[Point labeling dataset excerpts]

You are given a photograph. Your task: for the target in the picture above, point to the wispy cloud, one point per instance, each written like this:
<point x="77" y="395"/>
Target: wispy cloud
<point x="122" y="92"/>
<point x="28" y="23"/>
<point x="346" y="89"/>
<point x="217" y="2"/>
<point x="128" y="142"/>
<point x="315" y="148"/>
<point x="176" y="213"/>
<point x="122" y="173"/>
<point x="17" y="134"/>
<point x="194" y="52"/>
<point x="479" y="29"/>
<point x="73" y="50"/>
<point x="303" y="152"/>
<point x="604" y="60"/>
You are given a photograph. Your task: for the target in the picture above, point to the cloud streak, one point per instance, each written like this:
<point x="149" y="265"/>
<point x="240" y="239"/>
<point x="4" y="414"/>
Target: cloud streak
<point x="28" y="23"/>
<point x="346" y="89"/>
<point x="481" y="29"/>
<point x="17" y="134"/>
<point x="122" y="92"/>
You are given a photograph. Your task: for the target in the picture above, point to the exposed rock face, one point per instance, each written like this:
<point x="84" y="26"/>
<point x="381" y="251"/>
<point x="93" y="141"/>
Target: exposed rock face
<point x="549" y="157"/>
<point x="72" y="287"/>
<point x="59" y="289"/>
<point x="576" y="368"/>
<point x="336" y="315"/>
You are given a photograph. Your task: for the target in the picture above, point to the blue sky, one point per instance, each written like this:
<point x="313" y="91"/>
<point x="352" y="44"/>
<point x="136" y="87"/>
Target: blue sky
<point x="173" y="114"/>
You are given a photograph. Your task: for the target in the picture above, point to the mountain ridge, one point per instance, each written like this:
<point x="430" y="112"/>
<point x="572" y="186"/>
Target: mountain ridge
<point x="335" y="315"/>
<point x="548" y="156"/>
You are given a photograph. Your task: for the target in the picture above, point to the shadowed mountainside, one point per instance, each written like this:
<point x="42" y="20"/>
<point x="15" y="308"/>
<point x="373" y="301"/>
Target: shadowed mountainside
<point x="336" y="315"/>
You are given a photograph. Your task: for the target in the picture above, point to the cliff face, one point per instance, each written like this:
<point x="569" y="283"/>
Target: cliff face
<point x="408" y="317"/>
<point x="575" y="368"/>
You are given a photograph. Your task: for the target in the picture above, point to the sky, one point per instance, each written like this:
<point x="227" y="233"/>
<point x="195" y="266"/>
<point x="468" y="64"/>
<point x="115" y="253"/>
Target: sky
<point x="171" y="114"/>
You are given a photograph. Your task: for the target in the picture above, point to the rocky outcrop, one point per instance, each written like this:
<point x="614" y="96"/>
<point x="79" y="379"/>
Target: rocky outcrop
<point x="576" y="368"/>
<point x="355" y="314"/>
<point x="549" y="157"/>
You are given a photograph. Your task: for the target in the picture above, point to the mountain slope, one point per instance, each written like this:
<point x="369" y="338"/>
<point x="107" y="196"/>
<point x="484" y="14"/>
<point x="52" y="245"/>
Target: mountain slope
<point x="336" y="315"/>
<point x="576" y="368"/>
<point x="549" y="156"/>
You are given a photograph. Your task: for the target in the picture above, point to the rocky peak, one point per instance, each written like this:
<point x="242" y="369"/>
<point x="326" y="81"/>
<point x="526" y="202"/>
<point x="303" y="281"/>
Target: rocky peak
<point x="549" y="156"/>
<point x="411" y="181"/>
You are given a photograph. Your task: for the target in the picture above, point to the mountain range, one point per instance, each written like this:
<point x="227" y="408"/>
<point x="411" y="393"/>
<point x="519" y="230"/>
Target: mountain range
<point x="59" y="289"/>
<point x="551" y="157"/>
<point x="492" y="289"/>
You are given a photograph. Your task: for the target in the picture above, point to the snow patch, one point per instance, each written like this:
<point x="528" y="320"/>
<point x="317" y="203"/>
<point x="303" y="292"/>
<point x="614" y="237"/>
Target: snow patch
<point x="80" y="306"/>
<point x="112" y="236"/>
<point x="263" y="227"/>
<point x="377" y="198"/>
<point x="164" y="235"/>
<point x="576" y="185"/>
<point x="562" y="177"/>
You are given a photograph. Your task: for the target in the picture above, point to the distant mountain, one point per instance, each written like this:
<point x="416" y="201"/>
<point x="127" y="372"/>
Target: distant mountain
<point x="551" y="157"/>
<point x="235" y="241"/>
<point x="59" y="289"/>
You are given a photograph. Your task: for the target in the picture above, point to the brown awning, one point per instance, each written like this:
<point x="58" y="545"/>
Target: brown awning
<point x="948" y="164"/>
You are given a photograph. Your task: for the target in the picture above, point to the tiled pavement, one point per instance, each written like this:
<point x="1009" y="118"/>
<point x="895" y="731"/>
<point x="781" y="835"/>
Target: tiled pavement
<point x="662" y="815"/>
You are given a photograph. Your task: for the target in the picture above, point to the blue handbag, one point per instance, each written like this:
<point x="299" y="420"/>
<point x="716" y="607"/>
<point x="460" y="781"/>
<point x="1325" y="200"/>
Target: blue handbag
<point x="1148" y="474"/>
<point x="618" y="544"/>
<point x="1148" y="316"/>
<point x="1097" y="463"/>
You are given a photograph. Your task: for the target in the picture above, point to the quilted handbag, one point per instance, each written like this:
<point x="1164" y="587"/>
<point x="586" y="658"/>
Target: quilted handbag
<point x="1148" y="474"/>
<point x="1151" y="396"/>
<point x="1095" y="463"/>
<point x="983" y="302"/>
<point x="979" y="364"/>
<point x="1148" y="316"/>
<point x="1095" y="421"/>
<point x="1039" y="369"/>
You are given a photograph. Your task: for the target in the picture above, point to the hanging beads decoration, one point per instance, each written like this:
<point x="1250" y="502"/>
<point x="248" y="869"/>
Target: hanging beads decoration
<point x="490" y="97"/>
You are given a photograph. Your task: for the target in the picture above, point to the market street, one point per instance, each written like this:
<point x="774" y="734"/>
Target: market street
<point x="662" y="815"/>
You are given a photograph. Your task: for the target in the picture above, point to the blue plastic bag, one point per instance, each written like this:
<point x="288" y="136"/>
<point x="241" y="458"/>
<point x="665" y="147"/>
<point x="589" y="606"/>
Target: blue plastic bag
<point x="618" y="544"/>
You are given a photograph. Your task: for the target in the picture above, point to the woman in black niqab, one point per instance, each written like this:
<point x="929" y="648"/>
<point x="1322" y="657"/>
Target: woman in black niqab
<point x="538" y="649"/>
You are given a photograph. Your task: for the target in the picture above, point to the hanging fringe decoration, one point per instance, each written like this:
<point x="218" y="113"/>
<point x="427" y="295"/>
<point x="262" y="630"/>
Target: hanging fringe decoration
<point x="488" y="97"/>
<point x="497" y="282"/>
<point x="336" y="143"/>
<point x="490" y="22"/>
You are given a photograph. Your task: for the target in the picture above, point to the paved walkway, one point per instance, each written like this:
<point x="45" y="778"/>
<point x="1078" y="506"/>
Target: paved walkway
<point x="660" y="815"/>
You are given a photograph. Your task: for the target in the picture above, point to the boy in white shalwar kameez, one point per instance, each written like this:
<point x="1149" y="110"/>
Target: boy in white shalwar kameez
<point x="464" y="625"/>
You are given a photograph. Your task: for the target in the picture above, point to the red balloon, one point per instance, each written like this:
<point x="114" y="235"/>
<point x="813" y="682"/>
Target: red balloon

- [WHAT THE TASK REQUIRES]:
Set out every line of the rows above as a Markdown table with two columns, Number and Text. Number the lines in order and skip any blank lines.

- [RESPONSE TO THE TASK]:
| Number | Text |
|---|---|
| 1 | You are given a photograph. Your task: for the target in the picture above, point to the wispy cloud, one point per instance, each written like this: |
| 2 | <point x="77" y="395"/> |
| 3 | Target: wispy cloud |
| 4 | <point x="122" y="92"/> |
| 5 | <point x="28" y="23"/> |
| 6 | <point x="346" y="89"/> |
| 7 | <point x="217" y="2"/> |
| 8 | <point x="128" y="142"/> |
| 9 | <point x="315" y="148"/> |
| 10 | <point x="176" y="213"/> |
| 11 | <point x="122" y="173"/> |
| 12 | <point x="17" y="134"/> |
| 13 | <point x="194" y="52"/> |
| 14 | <point x="479" y="29"/> |
| 15 | <point x="73" y="50"/> |
| 16 | <point x="303" y="152"/> |
| 17 | <point x="604" y="60"/> |
| 18 | You are given a photograph. Your task: for the target in the picture above, point to the cloud streak, one point per instance, each written like this: |
| 19 | <point x="149" y="265"/> |
| 20 | <point x="240" y="239"/> |
| 21 | <point x="4" y="414"/> |
| 22 | Target: cloud streak |
| 23 | <point x="28" y="23"/> |
| 24 | <point x="346" y="89"/> |
| 25 | <point x="481" y="29"/> |
| 26 | <point x="17" y="134"/> |
| 27 | <point x="122" y="92"/> |
| 28 | You are given a photograph. Your task: for the target in the picture above, point to the exposed rock face, one point per instance, each written like this: |
| 29 | <point x="84" y="26"/> |
| 30 | <point x="381" y="251"/> |
| 31 | <point x="93" y="141"/> |
| 32 | Target: exposed rock face |
| 33 | <point x="549" y="157"/> |
| 34 | <point x="72" y="287"/> |
| 35 | <point x="59" y="289"/> |
| 36 | <point x="576" y="368"/> |
| 37 | <point x="336" y="315"/> |
| 38 | You are given a photograph. Your task: for the target in the picture above, point to the blue sky, one point per instance, each written like this: |
| 39 | <point x="313" y="91"/> |
| 40 | <point x="352" y="44"/> |
| 41 | <point x="136" y="87"/> |
| 42 | Target: blue sky |
| 43 | <point x="173" y="114"/> |
| 44 | You are given a photograph. Your task: for the target in the picture above, point to the mountain ridge, one point per instance, each written like this: |
| 45 | <point x="430" y="112"/> |
| 46 | <point x="572" y="186"/> |
| 47 | Target: mountain ridge |
| 48 | <point x="335" y="315"/> |
| 49 | <point x="548" y="156"/> |
| 50 | You are given a photograph. Your task: for the target in the picture above, point to the shadowed mountainside, one point per instance, each written like this: |
| 51 | <point x="42" y="20"/> |
| 52 | <point x="15" y="308"/> |
| 53 | <point x="373" y="301"/> |
| 54 | Target: shadowed mountainside |
| 55 | <point x="336" y="315"/> |
| 56 | You are given a photograph. Your task: for the target in the picture above, point to the cliff face, one point per instance, each written like this: |
| 57 | <point x="569" y="283"/> |
| 58 | Target: cliff face |
| 59 | <point x="408" y="317"/> |
| 60 | <point x="575" y="368"/> |
| 61 | You are given a photograph. Your task: for the target in the picture above, point to the sky, one point per instance, each written like this: |
| 62 | <point x="227" y="233"/> |
| 63 | <point x="195" y="266"/> |
| 64 | <point x="468" y="64"/> |
| 65 | <point x="115" y="253"/> |
| 66 | Target: sky |
| 67 | <point x="171" y="114"/> |
| 68 | You are given a photograph. Your task: for the target in the picture above, point to the rocky outcrop, one point per instance, each written like this: |
| 69 | <point x="614" y="96"/> |
| 70 | <point x="79" y="379"/> |
| 71 | Target: rocky outcrop |
| 72 | <point x="576" y="368"/> |
| 73 | <point x="355" y="314"/> |
| 74 | <point x="549" y="157"/> |
| 75 | You are given a photograph. Your task: for the target in the picture above, point to the mountain slope, one point per instance, each written like this: |
| 76 | <point x="369" y="338"/> |
| 77 | <point x="107" y="196"/> |
| 78 | <point x="484" y="14"/> |
| 79 | <point x="52" y="245"/> |
| 80 | Target: mountain slope |
| 81 | <point x="336" y="315"/> |
| 82 | <point x="576" y="368"/> |
| 83 | <point x="549" y="156"/> |
| 84 | You are given a photograph. Your task: for the target in the picture above, point to the rocky peak, one point per instance, each written like this: |
| 85 | <point x="242" y="369"/> |
| 86 | <point x="326" y="81"/> |
| 87 | <point x="526" y="202"/> |
| 88 | <point x="303" y="281"/> |
| 89 | Target: rocky peak |
| 90 | <point x="549" y="156"/> |
| 91 | <point x="411" y="181"/> |
| 92 | You are given a photograph. Your task: for the target in the picture above, point to the mountain range, one point per instance, each written like this: |
| 93 | <point x="227" y="408"/> |
| 94 | <point x="411" y="393"/> |
| 95 | <point x="519" y="230"/> |
| 96 | Target: mountain range |
| 97 | <point x="59" y="289"/> |
| 98 | <point x="551" y="157"/> |
| 99 | <point x="492" y="289"/> |
| 100 | You are given a photograph. Your task: for the target in the picture above, point to the snow patch, one point per instance, each written like this: |
| 101 | <point x="528" y="320"/> |
| 102 | <point x="317" y="203"/> |
| 103 | <point x="303" y="292"/> |
| 104 | <point x="614" y="237"/> |
| 105 | Target: snow patch |
| 106 | <point x="80" y="306"/> |
| 107 | <point x="112" y="236"/> |
| 108 | <point x="263" y="227"/> |
| 109 | <point x="377" y="198"/> |
| 110 | <point x="164" y="235"/> |
| 111 | <point x="576" y="185"/> |
| 112 | <point x="562" y="177"/> |
| 113 | You are given a photograph. Your task: for the target in the picture above, point to the distant mountain, one point per instance, each written like this: |
| 114 | <point x="416" y="201"/> |
| 115 | <point x="127" y="372"/> |
| 116 | Target: distant mountain |
| 117 | <point x="551" y="157"/> |
| 118 | <point x="235" y="241"/> |
| 119 | <point x="59" y="289"/> |
| 120 | You are given a photograph. Your task: for the target in the picture above, point to the brown awning, one point per instance, each written like this: |
| 121 | <point x="58" y="545"/> |
| 122 | Target: brown awning |
| 123 | <point x="948" y="164"/> |
| 124 | You are given a photograph. Your task: for the target in the picture above, point to the tiled pavement, one point per instance, each written like this: |
| 125 | <point x="1009" y="118"/> |
| 126 | <point x="895" y="731"/> |
| 127 | <point x="781" y="835"/> |
| 128 | Target: tiled pavement |
| 129 | <point x="662" y="815"/> |
| 130 | You are given a photograph. Your task: for the target in the picture above, point to the blue handbag, one point per instance, each written like this: |
| 131 | <point x="299" y="420"/> |
| 132 | <point x="716" y="607"/> |
| 133 | <point x="460" y="781"/> |
| 134 | <point x="1325" y="200"/> |
| 135 | Target: blue handbag |
| 136 | <point x="1148" y="474"/> |
| 137 | <point x="618" y="544"/> |
| 138 | <point x="1148" y="316"/> |
| 139 | <point x="1097" y="463"/> |
| 140 | You are given a photograph. Your task: for the target in the picture above, point to the quilted handbag, one point per instance, each written like this: |
| 141 | <point x="1164" y="587"/> |
| 142 | <point x="586" y="658"/> |
| 143 | Target: quilted handbag |
| 144 | <point x="1148" y="474"/> |
| 145 | <point x="1151" y="396"/> |
| 146 | <point x="1095" y="463"/> |
| 147 | <point x="983" y="302"/> |
| 148 | <point x="979" y="364"/> |
| 149 | <point x="1148" y="316"/> |
| 150 | <point x="1095" y="421"/> |
| 151 | <point x="1039" y="369"/> |
| 152 | You are given a photograph. Your task: for the target in the picture above, point to the hanging beads decoration, one point per instance, each written like this: |
| 153 | <point x="1250" y="502"/> |
| 154 | <point x="248" y="869"/> |
| 155 | Target: hanging beads decoration |
| 156 | <point x="490" y="97"/> |
| 157 | You are given a photograph. Your task: for the target in the picture above, point to the market street, one point per instance, each written like this: |
| 158 | <point x="774" y="734"/> |
| 159 | Target: market street |
| 160 | <point x="662" y="815"/> |
| 161 | You are given a photograph. Your task: for the target in the picture above, point to the blue plastic bag, one point per instance, each written like this: |
| 162 | <point x="288" y="136"/> |
| 163 | <point x="241" y="458"/> |
| 164 | <point x="665" y="147"/> |
| 165 | <point x="589" y="606"/> |
| 166 | Target: blue plastic bag |
| 167 | <point x="618" y="544"/> |
| 168 | You are given a photograph. Your task: for the target in the picture above, point to the woman in black niqab, one point per instance, each written like this: |
| 169 | <point x="929" y="648"/> |
| 170 | <point x="1322" y="657"/> |
| 171 | Target: woman in black niqab |
| 172 | <point x="538" y="649"/> |
| 173 | You are given a photograph. Your task: for the target in the picture above, point to the hanging fringe decoration, one point per instance, each written like this: |
| 174 | <point x="218" y="113"/> |
| 175 | <point x="427" y="295"/> |
| 176 | <point x="262" y="630"/> |
| 177 | Target: hanging fringe decoration |
| 178 | <point x="488" y="97"/> |
| 179 | <point x="497" y="282"/> |
| 180 | <point x="336" y="143"/> |
| 181 | <point x="490" y="22"/> |
| 182 | You are given a photograph. Your task: for the target in the picture above, point to the paved walkway, one point per instance, each written like this: |
| 183 | <point x="45" y="778"/> |
| 184 | <point x="1078" y="506"/> |
| 185 | Target: paved walkway |
| 186 | <point x="660" y="815"/> |
| 187 | You are given a photograph. Your task: for the target in the picture above, point to the boy in white shalwar kameez, one point per instance, each written like this: |
| 188 | <point x="1149" y="110"/> |
| 189 | Target: boy in white shalwar kameez |
| 190 | <point x="464" y="625"/> |
| 191 | You are given a photograph. Your task: for the target in the picture above, point to the red balloon, one point per instance, each written like this: |
| 192 | <point x="114" y="235"/> |
| 193 | <point x="813" y="682"/> |
| 194 | Target: red balloon |